Teks yang Diberikan:

-------

Berarti kritik membangun yang membuat bangsa ini maju justru dianggap penghinaan? Lalu, kapan majunya negara ini, kalau kritik yang diajukan rakyat sebagai pemegang kedaulatan tertinggi dibungkam dan dianggap menghina? Pantas saja. Alangkah sulitnya mencari figur yang jadi contoh untuk generasi milenial, generasi Y, dan generasi Z. Men Coblong jadi ingat kata-kata anak lelakinya, “Kekuasaan itu membuat temanku merasa menjadi Tuhan, tidak boleh dikritik, maunya menang sendiri. Keputusannya adalah kebenaran mutlak. Kritik kita dianggap menghina marwahnya sebagai ketua kelas.” –Bab Hina, hlm 131.

men coblong

Membaca halaman awal buku ini saya mengira akan dibawa oleh Men Coblong menuju satu cerita dengan tempo yang sangat cepat. Karena satu judul dari bab yang terpisah hanya terdiri atas tiga atau empat halaman saja. Maksimal lima halaman. Ternyata tulisan fiksi dengan tokoh utama Men Coblong ini seperti sebuah karya jurnalis sastrawi. Oka Rusmini lewat tokoh utama menghadirkan banyak data, fakta dan realita yang tengah terjadi di masyarakat lewat sebuah cerita. Data yang dihadirkan juga terangkum dengan rapi dan lengkap. Ketika diceritakan dalam bentuk fiksi tidak terasa seperti membaca sebuah berita yang nyata adanya terjadi di sekitar kita.

Sebuah ide baru untuk menyampaikan kritik pada Pemerintah, instansi, bahkan juga kritik sosial pada masyarakat. Mulai dari kenaikan harga BBM yang diumumkan tengah malam, hingga perkara pohon kamboja yang dikaitkan dengan simbol agama. Oh, sejak kapan pohon kamboja punya agama? Men Coblong menggerutu karena beberapa tetangganya menginginkan pohon itu ditebang saja. Kata mereka, pohon itu identik dengan salah satu agama. Lucu sekali.

-------

Petunjuk Tugas:
Dapatkah Anda menuliskan ulang kata demi kata bagian ulasan buku Men Coblong yang dimulai dengan "Membaca halaman awal" dan berlanjut hingga "di sekitar kita."?

Cuplikan Data:
-------

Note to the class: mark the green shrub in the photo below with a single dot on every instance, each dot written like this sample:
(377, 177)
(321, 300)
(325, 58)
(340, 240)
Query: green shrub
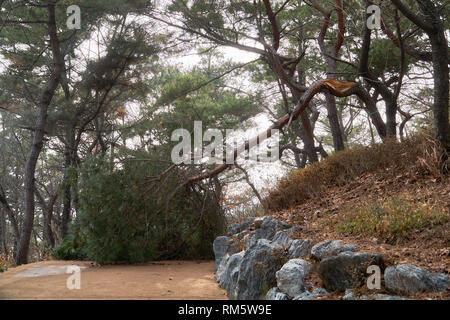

-------

Jawaban Latihan:
Membaca halaman awal buku ini saya mengira akan dibawa oleh Men Coblong menuju satu cerita dengan tempo yang sangat cepat. Karena satu judul dari bab yang terpisah hanya terdiri atas tiga atau empat halaman saja. Maksimal lima halaman. Ternyata tulisan fiksi dengan tokoh utama Men Coblong ini seperti sebuah karya jurnalis sastrawi. Oka Rusmini lewat tokoh utama menghadirkan banyak data, fakta dan realita yang tengah terjadi di masyarakat lewat sebuah cerita. Data yang dihadirkan juga terangkum dengan rapi dan lengkap. Ketika diceritakan dalam bentuk fiksi tidak terasa seperti membaca sebuah berita yang nyata adanya terjadi di sekitar kita.